▸ Short task
Copy everything in the records below from the line containing "post you can find." down to the line containing "(130, 90), (166, 145)", including both of those lines, and reproduce them without any change.
* begin Entries shown *
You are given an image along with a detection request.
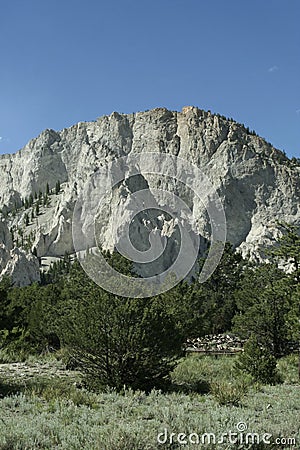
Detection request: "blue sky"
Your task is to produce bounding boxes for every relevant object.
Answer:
[0,0,300,157]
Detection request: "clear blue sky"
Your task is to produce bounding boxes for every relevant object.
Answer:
[0,0,300,157]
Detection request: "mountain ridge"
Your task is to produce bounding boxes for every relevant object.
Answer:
[0,106,300,284]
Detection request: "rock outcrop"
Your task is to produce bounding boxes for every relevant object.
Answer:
[0,107,300,284]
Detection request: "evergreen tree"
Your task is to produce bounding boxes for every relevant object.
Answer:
[55,180,60,195]
[60,263,183,391]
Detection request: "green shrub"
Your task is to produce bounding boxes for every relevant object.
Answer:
[211,379,249,406]
[62,266,182,391]
[236,336,281,384]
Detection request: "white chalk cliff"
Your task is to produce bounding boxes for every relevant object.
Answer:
[0,107,300,285]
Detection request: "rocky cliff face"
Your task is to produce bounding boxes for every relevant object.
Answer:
[0,107,300,285]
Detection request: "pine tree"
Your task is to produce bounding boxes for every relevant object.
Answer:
[55,180,60,195]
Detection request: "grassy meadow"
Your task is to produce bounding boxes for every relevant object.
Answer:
[0,354,300,450]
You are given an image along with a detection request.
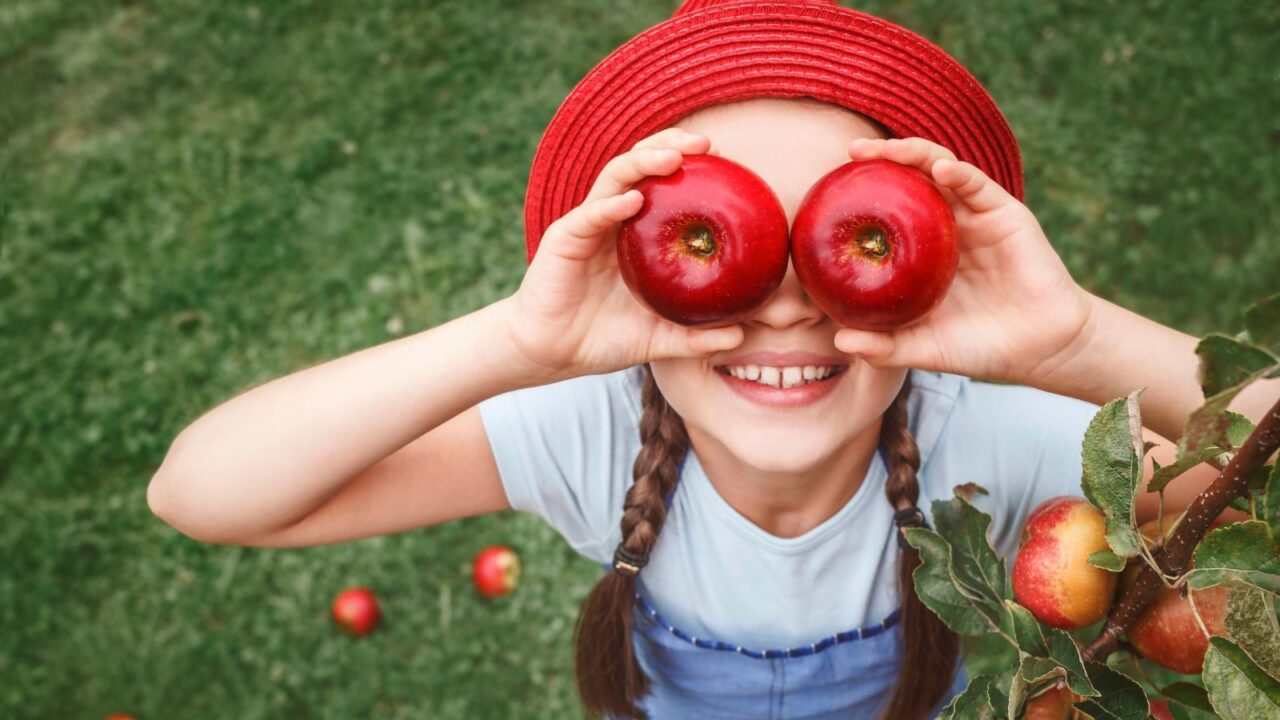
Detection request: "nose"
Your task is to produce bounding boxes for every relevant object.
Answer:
[746,258,827,329]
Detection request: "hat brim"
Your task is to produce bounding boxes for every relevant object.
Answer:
[525,1,1023,260]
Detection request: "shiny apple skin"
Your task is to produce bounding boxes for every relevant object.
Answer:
[332,587,383,637]
[791,159,960,331]
[617,155,787,327]
[471,544,520,597]
[1012,496,1119,630]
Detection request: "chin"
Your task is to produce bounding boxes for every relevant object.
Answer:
[711,425,841,474]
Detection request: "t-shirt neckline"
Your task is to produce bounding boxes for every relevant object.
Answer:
[681,447,888,555]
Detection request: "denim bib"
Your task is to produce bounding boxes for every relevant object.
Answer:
[605,448,968,720]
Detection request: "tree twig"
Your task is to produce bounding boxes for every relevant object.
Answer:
[1084,400,1280,662]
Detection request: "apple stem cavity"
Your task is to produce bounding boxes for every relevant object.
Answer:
[855,225,888,260]
[680,223,716,258]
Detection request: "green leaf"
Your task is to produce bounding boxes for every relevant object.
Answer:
[1225,587,1280,678]
[1196,333,1280,397]
[938,675,1004,720]
[1253,462,1280,543]
[1147,411,1253,492]
[905,528,992,635]
[1244,286,1280,355]
[1089,550,1125,573]
[1202,637,1280,720]
[1187,520,1280,593]
[1082,389,1143,557]
[1160,682,1213,712]
[933,495,1012,628]
[1075,662,1149,720]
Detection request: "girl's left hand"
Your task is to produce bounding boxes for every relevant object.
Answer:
[836,137,1093,386]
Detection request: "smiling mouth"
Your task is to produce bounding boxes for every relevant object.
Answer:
[716,365,849,389]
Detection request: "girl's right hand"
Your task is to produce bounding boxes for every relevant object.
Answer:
[507,128,744,382]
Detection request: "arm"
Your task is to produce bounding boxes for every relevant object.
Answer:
[836,138,1280,516]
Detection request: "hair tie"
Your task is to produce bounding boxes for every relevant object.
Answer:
[893,505,929,550]
[613,542,649,578]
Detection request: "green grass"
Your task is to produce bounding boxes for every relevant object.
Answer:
[0,0,1280,719]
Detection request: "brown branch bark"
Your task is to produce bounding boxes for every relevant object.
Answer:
[1084,392,1280,662]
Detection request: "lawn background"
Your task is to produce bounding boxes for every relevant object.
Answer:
[0,0,1280,720]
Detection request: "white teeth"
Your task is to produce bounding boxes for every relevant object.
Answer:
[782,368,804,387]
[726,365,836,388]
[759,366,782,387]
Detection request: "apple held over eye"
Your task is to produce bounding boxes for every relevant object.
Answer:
[1014,496,1119,630]
[471,544,520,597]
[791,159,960,331]
[617,155,787,327]
[333,587,381,637]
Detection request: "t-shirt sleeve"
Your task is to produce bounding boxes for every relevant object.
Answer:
[934,382,1098,557]
[479,369,640,562]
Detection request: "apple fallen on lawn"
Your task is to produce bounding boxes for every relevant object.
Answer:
[471,544,520,597]
[617,155,787,327]
[791,159,960,331]
[1123,514,1228,675]
[333,587,381,637]
[1014,496,1119,630]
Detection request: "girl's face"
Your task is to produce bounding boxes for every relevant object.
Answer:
[650,97,906,473]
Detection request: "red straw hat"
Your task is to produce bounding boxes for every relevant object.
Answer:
[525,0,1023,260]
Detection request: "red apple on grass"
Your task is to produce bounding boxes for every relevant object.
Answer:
[333,587,381,637]
[471,544,520,597]
[1014,496,1119,630]
[791,159,960,331]
[617,155,787,327]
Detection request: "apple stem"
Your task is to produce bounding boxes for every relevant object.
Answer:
[1084,392,1280,662]
[684,225,716,258]
[858,227,888,260]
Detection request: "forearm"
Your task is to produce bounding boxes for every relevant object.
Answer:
[1032,289,1204,438]
[148,294,548,530]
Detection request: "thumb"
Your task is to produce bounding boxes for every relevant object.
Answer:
[652,320,746,360]
[836,328,905,368]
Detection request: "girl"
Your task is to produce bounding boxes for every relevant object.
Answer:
[148,3,1280,719]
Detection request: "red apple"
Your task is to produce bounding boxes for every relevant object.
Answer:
[1124,514,1226,675]
[791,159,960,331]
[471,544,520,597]
[617,155,787,327]
[1014,496,1119,630]
[333,588,381,637]
[1021,684,1078,720]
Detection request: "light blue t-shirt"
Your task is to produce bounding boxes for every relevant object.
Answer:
[479,366,1097,648]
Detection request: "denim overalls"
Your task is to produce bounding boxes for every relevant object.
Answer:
[605,450,968,720]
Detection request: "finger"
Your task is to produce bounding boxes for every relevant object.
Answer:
[836,328,911,368]
[649,320,746,360]
[933,160,1018,213]
[538,190,644,260]
[849,137,956,173]
[586,128,710,200]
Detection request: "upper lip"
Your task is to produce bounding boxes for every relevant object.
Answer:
[713,350,849,368]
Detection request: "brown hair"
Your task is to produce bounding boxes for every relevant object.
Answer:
[573,365,960,720]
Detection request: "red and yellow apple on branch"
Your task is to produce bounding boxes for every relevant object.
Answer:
[1014,496,1119,630]
[1124,514,1226,675]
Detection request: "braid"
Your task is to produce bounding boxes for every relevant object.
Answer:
[881,374,960,720]
[573,365,689,719]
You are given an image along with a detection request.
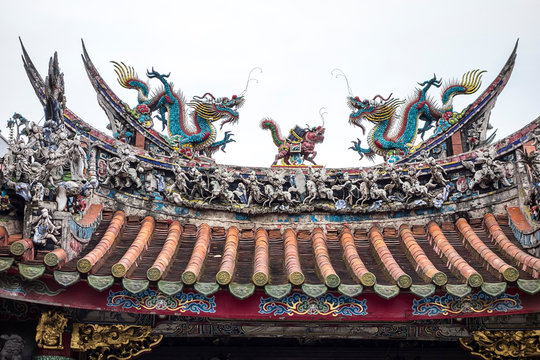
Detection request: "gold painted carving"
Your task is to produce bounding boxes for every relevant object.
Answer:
[71,324,163,360]
[36,310,67,349]
[459,330,540,360]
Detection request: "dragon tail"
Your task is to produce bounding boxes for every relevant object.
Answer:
[261,118,284,147]
[111,61,150,101]
[349,139,377,161]
[442,70,486,112]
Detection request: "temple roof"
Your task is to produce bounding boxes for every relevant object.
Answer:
[0,205,540,298]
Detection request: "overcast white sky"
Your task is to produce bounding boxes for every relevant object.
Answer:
[0,0,540,167]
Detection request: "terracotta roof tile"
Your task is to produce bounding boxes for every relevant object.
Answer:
[77,211,126,273]
[399,224,448,286]
[484,214,540,278]
[251,228,270,286]
[111,216,155,277]
[456,218,519,281]
[428,221,484,287]
[14,210,540,298]
[283,229,305,285]
[311,228,341,288]
[182,224,211,285]
[216,226,239,285]
[341,228,377,286]
[146,220,182,281]
[369,226,412,288]
[506,206,534,233]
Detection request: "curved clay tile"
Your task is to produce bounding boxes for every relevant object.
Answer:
[251,228,270,286]
[283,229,305,286]
[399,224,448,286]
[311,228,341,288]
[146,220,182,281]
[182,224,211,285]
[456,218,519,282]
[484,214,540,279]
[77,211,126,273]
[111,216,155,277]
[43,248,67,268]
[9,238,34,260]
[369,226,412,289]
[77,211,126,273]
[340,228,377,286]
[427,221,484,287]
[216,226,239,285]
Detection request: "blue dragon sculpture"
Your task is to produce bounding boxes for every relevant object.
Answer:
[346,70,485,160]
[113,61,249,156]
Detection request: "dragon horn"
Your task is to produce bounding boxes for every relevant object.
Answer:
[240,66,262,96]
[373,93,393,101]
[319,107,328,127]
[201,93,216,100]
[330,68,353,96]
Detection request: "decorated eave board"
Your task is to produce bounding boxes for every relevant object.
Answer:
[0,39,540,321]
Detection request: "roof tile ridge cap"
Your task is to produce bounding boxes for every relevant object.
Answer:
[251,227,270,286]
[368,225,412,288]
[283,228,305,286]
[77,210,126,273]
[484,213,540,278]
[339,227,376,286]
[310,227,341,288]
[43,247,67,270]
[216,226,240,285]
[182,223,212,285]
[146,220,183,281]
[506,206,539,234]
[398,224,442,281]
[456,218,519,281]
[111,216,156,277]
[427,220,484,287]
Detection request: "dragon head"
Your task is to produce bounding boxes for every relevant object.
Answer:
[347,94,403,133]
[306,126,325,143]
[214,95,245,128]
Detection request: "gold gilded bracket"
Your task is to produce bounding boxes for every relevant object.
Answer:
[71,324,163,360]
[36,310,68,350]
[459,330,540,360]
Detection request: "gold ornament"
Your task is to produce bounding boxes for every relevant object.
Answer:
[71,324,163,360]
[459,330,540,360]
[36,310,67,349]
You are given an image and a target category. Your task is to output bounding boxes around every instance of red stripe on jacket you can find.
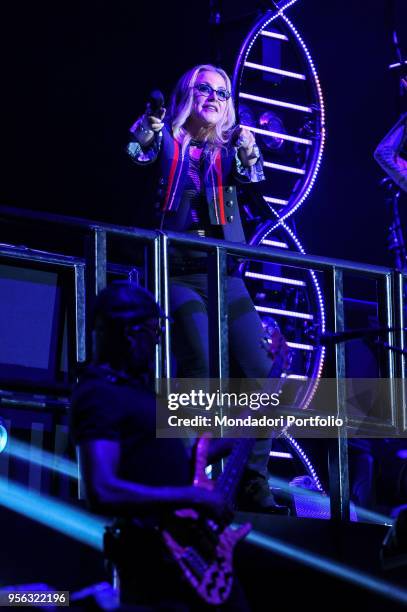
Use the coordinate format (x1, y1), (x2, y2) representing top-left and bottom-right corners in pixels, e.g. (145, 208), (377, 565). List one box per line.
(215, 152), (226, 225)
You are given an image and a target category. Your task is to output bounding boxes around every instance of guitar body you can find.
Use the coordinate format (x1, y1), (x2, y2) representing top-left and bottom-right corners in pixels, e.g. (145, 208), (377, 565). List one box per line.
(162, 437), (251, 605)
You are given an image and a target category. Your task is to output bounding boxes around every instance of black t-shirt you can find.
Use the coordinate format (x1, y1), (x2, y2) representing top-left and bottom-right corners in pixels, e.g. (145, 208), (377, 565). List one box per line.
(71, 366), (191, 486)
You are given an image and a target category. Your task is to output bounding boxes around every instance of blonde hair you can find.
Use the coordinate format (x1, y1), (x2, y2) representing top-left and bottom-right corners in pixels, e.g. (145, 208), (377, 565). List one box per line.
(170, 64), (236, 161)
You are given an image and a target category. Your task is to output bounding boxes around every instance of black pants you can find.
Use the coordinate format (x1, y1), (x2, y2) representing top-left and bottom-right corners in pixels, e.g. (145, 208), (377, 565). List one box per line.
(170, 273), (272, 477)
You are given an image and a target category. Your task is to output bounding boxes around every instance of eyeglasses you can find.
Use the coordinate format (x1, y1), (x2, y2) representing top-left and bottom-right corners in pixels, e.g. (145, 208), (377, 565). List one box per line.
(194, 83), (231, 102)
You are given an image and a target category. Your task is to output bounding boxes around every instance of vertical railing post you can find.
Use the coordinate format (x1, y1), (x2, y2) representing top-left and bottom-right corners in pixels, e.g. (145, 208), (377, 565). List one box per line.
(328, 267), (350, 521)
(208, 247), (229, 456)
(74, 264), (86, 363)
(153, 232), (171, 381)
(208, 247), (229, 380)
(392, 271), (407, 435)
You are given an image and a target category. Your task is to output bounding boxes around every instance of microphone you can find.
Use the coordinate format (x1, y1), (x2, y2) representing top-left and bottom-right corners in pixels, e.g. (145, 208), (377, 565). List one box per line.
(147, 89), (164, 119)
(319, 327), (407, 346)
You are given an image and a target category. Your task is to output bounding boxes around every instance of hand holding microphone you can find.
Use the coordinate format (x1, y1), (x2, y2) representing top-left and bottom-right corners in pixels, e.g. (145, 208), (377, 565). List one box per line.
(232, 125), (259, 166)
(130, 90), (166, 145)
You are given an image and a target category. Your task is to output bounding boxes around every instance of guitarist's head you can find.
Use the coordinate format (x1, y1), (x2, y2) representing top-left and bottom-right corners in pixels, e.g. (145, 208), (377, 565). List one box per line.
(93, 281), (165, 376)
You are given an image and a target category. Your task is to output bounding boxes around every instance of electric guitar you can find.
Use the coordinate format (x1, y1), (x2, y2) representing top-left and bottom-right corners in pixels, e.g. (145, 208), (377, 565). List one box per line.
(162, 437), (256, 605)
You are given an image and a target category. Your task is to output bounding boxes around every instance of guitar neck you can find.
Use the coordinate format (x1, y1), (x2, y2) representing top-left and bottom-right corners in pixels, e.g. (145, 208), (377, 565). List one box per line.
(216, 438), (256, 502)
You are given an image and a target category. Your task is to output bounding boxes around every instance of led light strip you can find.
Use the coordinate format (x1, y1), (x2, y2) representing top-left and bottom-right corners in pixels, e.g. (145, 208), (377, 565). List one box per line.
(272, 15), (326, 220)
(245, 272), (306, 287)
(287, 342), (315, 351)
(389, 60), (407, 69)
(255, 306), (314, 321)
(263, 162), (305, 175)
(264, 338), (315, 351)
(239, 92), (312, 113)
(240, 124), (312, 145)
(0, 425), (8, 453)
(261, 240), (288, 249)
(244, 62), (307, 81)
(287, 374), (308, 382)
(261, 30), (288, 40)
(270, 451), (293, 459)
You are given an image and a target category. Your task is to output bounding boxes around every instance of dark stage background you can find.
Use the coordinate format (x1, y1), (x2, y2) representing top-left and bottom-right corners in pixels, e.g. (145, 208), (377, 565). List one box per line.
(0, 0), (407, 263)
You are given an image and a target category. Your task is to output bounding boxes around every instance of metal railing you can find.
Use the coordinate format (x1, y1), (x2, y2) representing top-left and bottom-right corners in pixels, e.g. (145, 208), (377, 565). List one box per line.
(0, 207), (407, 520)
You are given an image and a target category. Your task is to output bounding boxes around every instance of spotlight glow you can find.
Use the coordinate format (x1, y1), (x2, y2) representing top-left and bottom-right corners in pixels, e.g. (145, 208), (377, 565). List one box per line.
(241, 531), (407, 603)
(6, 438), (78, 478)
(0, 477), (108, 550)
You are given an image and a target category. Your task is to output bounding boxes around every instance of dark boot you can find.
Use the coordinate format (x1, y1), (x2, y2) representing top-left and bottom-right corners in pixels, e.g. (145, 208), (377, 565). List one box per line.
(237, 470), (291, 516)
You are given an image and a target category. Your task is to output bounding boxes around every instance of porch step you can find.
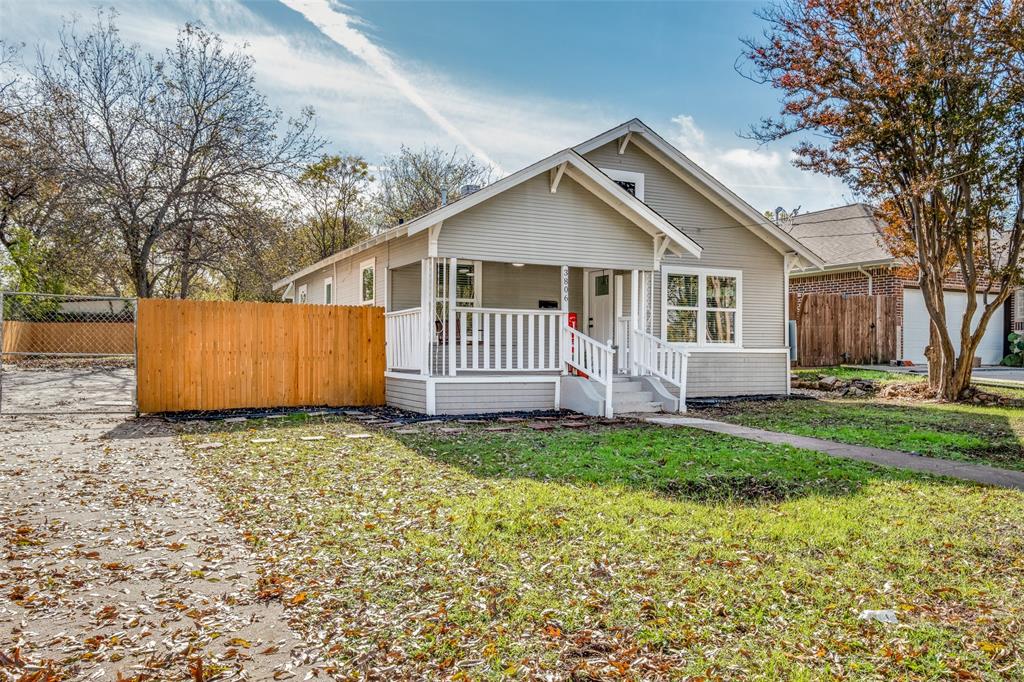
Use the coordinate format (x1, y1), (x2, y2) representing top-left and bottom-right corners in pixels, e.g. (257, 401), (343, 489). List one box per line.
(611, 377), (663, 415)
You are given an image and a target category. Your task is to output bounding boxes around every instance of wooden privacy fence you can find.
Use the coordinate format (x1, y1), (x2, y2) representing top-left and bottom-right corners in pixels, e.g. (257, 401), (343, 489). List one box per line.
(137, 299), (384, 412)
(3, 321), (135, 355)
(790, 294), (899, 367)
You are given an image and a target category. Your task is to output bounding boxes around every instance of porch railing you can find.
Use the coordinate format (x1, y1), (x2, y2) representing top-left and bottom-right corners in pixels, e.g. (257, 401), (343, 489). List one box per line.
(450, 308), (562, 372)
(384, 308), (424, 371)
(562, 323), (615, 419)
(617, 317), (690, 412)
(630, 329), (690, 394)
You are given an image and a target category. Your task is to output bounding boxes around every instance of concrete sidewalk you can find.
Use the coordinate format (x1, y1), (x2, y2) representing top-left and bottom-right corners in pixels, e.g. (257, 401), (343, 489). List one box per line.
(645, 415), (1024, 491)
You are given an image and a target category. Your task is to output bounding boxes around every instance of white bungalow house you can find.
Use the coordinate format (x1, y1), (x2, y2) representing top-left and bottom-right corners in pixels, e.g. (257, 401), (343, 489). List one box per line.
(274, 119), (821, 417)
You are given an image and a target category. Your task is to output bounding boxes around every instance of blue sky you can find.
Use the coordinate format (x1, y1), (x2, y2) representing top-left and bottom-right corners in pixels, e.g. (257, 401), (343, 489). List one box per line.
(0, 0), (851, 211)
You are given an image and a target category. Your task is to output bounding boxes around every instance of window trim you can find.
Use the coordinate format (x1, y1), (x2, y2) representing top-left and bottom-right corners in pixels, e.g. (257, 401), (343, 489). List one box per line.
(355, 258), (377, 305)
(662, 265), (743, 349)
(598, 168), (644, 201)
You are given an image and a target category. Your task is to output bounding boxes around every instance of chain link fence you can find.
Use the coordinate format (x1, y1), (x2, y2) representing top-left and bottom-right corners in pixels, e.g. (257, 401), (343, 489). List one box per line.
(0, 292), (137, 415)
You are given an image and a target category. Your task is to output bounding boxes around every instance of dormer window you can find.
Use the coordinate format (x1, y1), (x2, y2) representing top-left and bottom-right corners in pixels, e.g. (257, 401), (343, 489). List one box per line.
(601, 168), (643, 201)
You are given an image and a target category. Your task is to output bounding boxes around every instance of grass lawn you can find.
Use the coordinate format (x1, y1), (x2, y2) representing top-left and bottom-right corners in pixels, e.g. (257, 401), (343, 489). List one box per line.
(183, 419), (1024, 680)
(697, 368), (1024, 469)
(793, 367), (928, 385)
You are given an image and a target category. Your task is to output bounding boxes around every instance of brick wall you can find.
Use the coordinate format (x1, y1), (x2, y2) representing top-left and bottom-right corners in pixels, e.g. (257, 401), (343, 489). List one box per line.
(790, 267), (904, 317)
* end Entries shown *
▸ Output
You are given an image and a target category. Your task is to output bounding boxes around every instance of vertical railing post you can find.
Use the coordinate format (x1, y1), (x2, y2) representing top-left and bottom-right corners in pixels, e.g. (145, 208), (377, 565). List one box per line.
(328, 267), (350, 521)
(208, 247), (229, 456)
(74, 264), (86, 363)
(153, 232), (171, 381)
(208, 247), (229, 380)
(392, 271), (407, 435)
You are given an image and a target category. Your task is to output bounding boxes around every instance of microphone you can find.
Use the coordinate format (x1, y1), (x2, y2) representing top-left and bottom-right corners in pixels, e.g. (145, 208), (377, 565). List one box per line.
(147, 89), (164, 119)
(319, 327), (407, 346)
You are given an image and a target category. Your task is to output bounding boxes around every instance of hand holding microphone you can find.
Use the coordinate format (x1, y1), (x2, y2) representing top-left and bottom-right corners in pixels, e.g. (145, 208), (377, 565). List one box per line.
(232, 125), (259, 166)
(130, 90), (166, 145)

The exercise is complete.